Natural language region descriptions
● ● ● ●

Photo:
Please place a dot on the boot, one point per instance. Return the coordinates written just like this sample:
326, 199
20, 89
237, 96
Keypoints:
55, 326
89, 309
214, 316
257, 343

● ● ● ●

=== TASK DETAILS ===
Could you give again exactly the lines from the line containing "Please place a" through the final line of the data above, and no others?

=== EXERCISE RESULT ===
Please place a dot on the boot, one point per instance. Return the coordinates written just like this sample:
326, 199
20, 89
237, 96
Keypoints:
55, 326
89, 309
214, 316
257, 343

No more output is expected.